> **WORK INSTRUCTIONS**:
a: Please condense the paragraph of the casing assembly text that begins "Typically the casing assembly 12" into a short bulleted list that keeps its main facts.
b: Write a continuation of the casing assembly text, starting right after its final sentence.

*** EXCERPTED TEXT

Typically the casing assembly 12 is made up on the surface 20 and is then
lowered into
the position 10 by the rig 14 until the desired depth is reached so that
multiplier sliding
sleeves 42, 44, and 46 are adjacent formation zones 22, 24, and 26. In many
instances
there may be a plurality of sliding sleeves adjacent to any single formation
zone, such
as formation zones 22, 24, and 26. The annular packers are arranged along the
tubular
assembly so that annular packer 32 is placed below formation zone 22 and
annular
packer 34 is placed above formation zone 22 and both annular packers 32 and 34
are
actuated to isolate formation zone 22 from all of the zones in the well 10.
Annular
packer 34 is placed so that while it is above formation zone 22 is below
formation zone
24 and annular packer 36 is placed above formation zone 24 and both annular
packers
34 and 36 are actuated to isolate formation zone 24 from all other zones in
the well 10.

******
*** GIVEN ENTRIES

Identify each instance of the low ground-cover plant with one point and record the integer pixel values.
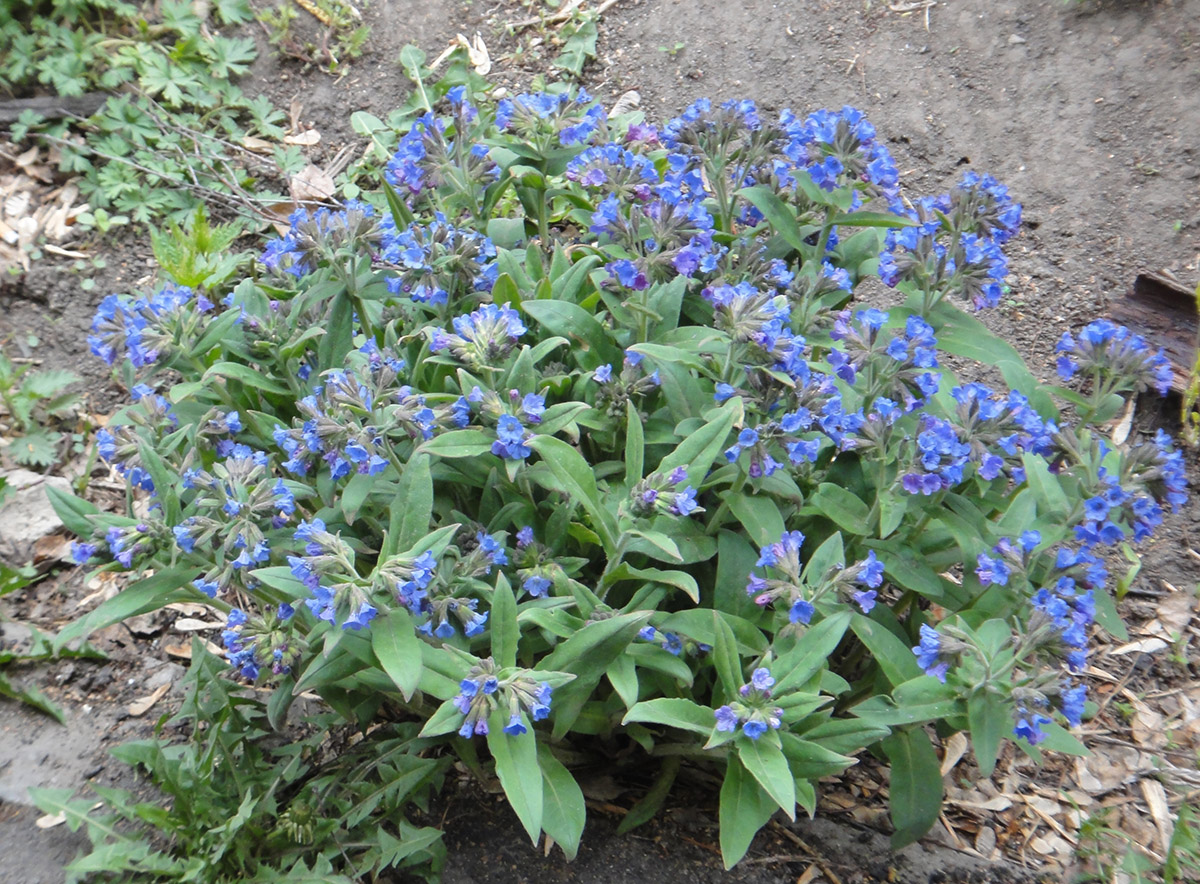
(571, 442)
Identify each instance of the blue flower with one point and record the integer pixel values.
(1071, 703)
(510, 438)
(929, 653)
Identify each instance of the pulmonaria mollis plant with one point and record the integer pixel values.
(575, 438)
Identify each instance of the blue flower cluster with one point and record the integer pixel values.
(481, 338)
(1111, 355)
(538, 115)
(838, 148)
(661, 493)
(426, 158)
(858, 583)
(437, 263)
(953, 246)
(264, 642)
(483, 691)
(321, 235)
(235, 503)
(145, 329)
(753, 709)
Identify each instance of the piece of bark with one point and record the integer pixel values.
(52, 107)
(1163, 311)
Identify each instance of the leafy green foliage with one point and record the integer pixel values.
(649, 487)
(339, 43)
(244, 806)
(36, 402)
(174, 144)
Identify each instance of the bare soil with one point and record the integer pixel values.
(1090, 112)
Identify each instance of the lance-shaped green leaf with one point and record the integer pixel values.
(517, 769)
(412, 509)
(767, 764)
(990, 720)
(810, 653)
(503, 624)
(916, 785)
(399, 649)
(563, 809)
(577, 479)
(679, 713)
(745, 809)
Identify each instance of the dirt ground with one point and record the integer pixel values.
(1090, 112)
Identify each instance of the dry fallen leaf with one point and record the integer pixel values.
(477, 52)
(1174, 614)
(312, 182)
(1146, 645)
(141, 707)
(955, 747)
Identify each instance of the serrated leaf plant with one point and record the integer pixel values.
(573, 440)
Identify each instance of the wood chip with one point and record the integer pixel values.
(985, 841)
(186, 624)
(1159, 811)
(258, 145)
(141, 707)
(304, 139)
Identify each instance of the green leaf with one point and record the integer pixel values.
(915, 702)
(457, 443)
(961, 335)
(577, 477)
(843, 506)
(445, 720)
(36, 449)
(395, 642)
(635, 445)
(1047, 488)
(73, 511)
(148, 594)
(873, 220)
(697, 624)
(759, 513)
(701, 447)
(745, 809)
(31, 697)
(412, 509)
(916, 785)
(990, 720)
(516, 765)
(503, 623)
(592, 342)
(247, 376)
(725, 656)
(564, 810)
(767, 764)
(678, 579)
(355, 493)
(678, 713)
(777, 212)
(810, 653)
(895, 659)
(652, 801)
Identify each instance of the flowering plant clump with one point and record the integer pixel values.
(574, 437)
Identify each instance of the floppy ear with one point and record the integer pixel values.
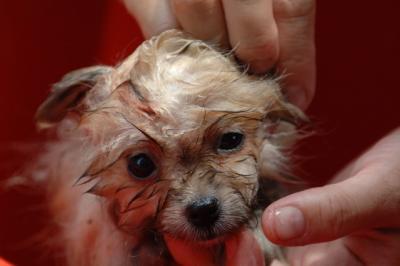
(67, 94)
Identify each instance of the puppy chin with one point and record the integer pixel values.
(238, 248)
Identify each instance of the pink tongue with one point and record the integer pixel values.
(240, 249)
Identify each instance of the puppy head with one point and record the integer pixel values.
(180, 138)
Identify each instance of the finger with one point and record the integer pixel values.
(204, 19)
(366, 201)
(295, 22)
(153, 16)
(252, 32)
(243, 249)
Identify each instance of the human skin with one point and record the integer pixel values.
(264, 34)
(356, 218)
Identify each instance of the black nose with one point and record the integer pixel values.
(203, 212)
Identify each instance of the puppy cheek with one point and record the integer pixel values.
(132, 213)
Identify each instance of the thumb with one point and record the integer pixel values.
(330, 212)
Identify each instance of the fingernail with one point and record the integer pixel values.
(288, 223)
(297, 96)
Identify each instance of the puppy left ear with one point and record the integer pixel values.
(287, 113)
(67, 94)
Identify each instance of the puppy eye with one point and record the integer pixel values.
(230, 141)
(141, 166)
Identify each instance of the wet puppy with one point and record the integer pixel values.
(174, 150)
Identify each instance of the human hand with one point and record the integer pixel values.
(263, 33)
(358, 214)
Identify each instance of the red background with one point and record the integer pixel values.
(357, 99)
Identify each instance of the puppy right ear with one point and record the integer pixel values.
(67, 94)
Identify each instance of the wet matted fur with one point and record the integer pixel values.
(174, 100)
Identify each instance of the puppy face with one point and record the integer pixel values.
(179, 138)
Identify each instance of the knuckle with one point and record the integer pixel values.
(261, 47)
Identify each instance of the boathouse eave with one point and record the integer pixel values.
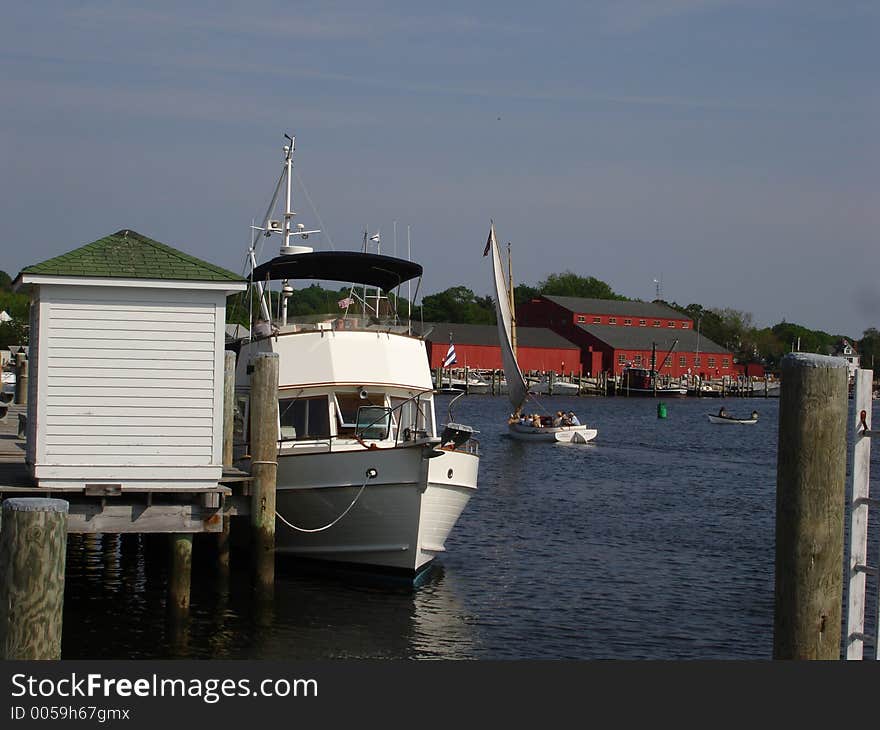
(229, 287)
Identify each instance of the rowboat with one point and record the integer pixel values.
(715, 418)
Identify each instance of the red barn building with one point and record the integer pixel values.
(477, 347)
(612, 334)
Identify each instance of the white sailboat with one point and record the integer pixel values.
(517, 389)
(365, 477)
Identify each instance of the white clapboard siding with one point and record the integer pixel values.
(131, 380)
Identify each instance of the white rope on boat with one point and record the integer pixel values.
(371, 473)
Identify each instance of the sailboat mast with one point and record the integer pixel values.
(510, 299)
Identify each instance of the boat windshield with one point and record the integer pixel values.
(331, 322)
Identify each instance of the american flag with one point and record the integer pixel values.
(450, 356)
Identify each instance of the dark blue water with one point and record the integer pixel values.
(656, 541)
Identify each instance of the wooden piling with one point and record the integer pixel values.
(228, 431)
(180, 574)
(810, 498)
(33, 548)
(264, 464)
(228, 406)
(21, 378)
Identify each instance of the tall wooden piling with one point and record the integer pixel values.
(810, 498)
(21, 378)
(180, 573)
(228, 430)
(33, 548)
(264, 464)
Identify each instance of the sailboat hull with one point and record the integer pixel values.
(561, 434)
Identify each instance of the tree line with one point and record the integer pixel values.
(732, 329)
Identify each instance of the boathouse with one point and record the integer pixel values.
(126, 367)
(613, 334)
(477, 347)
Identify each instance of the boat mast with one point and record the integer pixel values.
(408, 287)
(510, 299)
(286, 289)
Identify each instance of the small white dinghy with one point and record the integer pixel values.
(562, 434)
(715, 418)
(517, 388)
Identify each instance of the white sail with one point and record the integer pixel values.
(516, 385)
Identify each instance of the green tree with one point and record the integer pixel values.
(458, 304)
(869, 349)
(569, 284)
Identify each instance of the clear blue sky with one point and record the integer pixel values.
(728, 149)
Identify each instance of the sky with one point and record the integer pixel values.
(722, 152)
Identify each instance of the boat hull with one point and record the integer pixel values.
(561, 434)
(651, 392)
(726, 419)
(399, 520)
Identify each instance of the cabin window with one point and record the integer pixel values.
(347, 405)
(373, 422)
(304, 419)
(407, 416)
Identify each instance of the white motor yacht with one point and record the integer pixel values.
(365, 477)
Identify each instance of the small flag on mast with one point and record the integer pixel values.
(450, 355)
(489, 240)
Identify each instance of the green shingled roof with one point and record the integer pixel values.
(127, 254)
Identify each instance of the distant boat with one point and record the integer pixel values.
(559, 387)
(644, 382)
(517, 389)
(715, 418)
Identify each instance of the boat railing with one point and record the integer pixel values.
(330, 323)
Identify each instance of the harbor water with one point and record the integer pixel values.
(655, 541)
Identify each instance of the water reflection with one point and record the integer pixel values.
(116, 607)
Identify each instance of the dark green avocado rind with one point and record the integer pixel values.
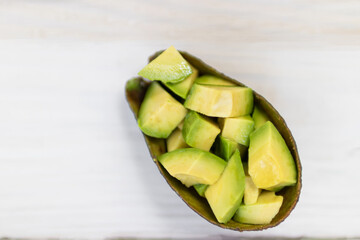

******

> **TASK-BY-TASK RESULTS**:
a:
- Casing assembly 12 is made up on surface 20, then lowered into position 10 by rig 14 until it reaches the desired depth.
- At that depth, sliding sleeves 42, 44, and 46 sit adjacent to formation zones 22, 24, and 26.
- Often, several sliding sleeves may be adjacent to a single formation zone.
- Annular packer 32 goes below formation zone 22 and annular packer 34 above it. Both are actuated to isolate zone 22 from all other zones in well 10.
- Annular packer 34 also sits below formation zone 24, and annular packer 36 goes above it. Packers 34 and 36 are actuated to isolate zone 24 from all other zones in well 10.

b:
Annular packer 36 is placed so that while it is above formation zone 24 is
below
formation zone 26 and annular packer 38 is placed above formation zone 26 and
both
annular packers 36 and 38 are actuated to isolate formation zone 26 from all
other
zones in the wellbore 10. While the wellbore 10 is depicted in figure 1 as
using casing
annular packers to isolate the formation zones in many instances the casing
assembly
12 may be cemented in place to provide zonal isolation.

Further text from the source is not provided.